◆ **Your goal**: Please reproduce all of the material below word for word, with nothing added or left out.

◆ **Data section**:
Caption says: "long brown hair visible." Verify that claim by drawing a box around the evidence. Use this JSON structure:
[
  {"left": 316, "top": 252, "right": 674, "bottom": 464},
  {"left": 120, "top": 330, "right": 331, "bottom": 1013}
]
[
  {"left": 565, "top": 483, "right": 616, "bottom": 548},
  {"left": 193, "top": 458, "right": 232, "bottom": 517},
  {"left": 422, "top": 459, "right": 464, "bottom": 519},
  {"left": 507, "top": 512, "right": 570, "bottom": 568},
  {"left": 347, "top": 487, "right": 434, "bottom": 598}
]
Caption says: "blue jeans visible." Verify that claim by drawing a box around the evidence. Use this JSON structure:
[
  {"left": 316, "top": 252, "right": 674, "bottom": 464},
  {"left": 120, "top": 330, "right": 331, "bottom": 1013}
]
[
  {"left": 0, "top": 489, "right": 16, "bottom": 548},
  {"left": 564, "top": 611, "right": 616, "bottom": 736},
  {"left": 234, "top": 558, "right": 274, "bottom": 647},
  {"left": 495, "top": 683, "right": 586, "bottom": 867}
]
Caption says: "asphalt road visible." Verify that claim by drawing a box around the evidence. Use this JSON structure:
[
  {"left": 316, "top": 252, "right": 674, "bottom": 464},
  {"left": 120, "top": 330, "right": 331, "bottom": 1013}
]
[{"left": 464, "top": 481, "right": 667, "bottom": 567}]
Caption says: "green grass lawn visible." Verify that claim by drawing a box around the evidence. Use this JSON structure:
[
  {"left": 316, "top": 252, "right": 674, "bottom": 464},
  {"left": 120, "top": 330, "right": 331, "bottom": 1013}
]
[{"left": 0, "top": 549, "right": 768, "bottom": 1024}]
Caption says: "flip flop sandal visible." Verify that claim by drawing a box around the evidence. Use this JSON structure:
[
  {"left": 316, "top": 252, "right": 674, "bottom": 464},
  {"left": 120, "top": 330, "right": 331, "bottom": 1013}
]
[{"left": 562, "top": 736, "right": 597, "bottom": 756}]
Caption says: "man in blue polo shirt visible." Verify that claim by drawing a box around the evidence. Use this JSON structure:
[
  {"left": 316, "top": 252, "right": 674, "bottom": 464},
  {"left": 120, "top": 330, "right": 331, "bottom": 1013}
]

◆ **Reply to the task**:
Caption says: "long brown hair visible." Verify that claim by drawing a box around the evidence. Use this JSON structure:
[
  {"left": 316, "top": 252, "right": 674, "bottom": 464},
  {"left": 120, "top": 330, "right": 331, "bottom": 1013}
]
[
  {"left": 565, "top": 483, "right": 616, "bottom": 548},
  {"left": 193, "top": 458, "right": 232, "bottom": 517},
  {"left": 422, "top": 459, "right": 464, "bottom": 519},
  {"left": 507, "top": 512, "right": 570, "bottom": 568},
  {"left": 347, "top": 487, "right": 434, "bottom": 598}
]
Caption says: "blue jeans visible." Verify that claim by drawing a box around the evidence. Use this JSON structure:
[
  {"left": 316, "top": 252, "right": 674, "bottom": 464},
  {"left": 120, "top": 330, "right": 331, "bottom": 1013}
]
[
  {"left": 0, "top": 489, "right": 16, "bottom": 548},
  {"left": 564, "top": 611, "right": 616, "bottom": 736},
  {"left": 234, "top": 558, "right": 274, "bottom": 647},
  {"left": 495, "top": 683, "right": 586, "bottom": 867}
]
Caption says: "asphalt road visible." Verify that claim by drawing a box around the evidence. Use this JSON structure:
[
  {"left": 316, "top": 252, "right": 674, "bottom": 464},
  {"left": 120, "top": 330, "right": 331, "bottom": 1013}
]
[{"left": 464, "top": 481, "right": 667, "bottom": 567}]
Caption says: "green grass lawn visible." Verify that claim by drawing a box around the evidence. Use this JSON structure:
[
  {"left": 316, "top": 252, "right": 674, "bottom": 464},
  {"left": 120, "top": 330, "right": 331, "bottom": 1013}
]
[{"left": 0, "top": 549, "right": 768, "bottom": 1024}]
Caption says: "flip flop sandal visible." Verify that claim by drawing a box around the evidence. Use this JSON structure:
[
  {"left": 316, "top": 252, "right": 674, "bottom": 464},
  {"left": 120, "top": 330, "right": 331, "bottom": 1013}
]
[{"left": 562, "top": 736, "right": 597, "bottom": 756}]
Caption says: "man in blue polo shirt visible." Verify that claim by drawing a box around the evidence. Use this JSON structure:
[
  {"left": 316, "top": 252, "right": 674, "bottom": 464},
  {"left": 120, "top": 330, "right": 331, "bottom": 1013}
]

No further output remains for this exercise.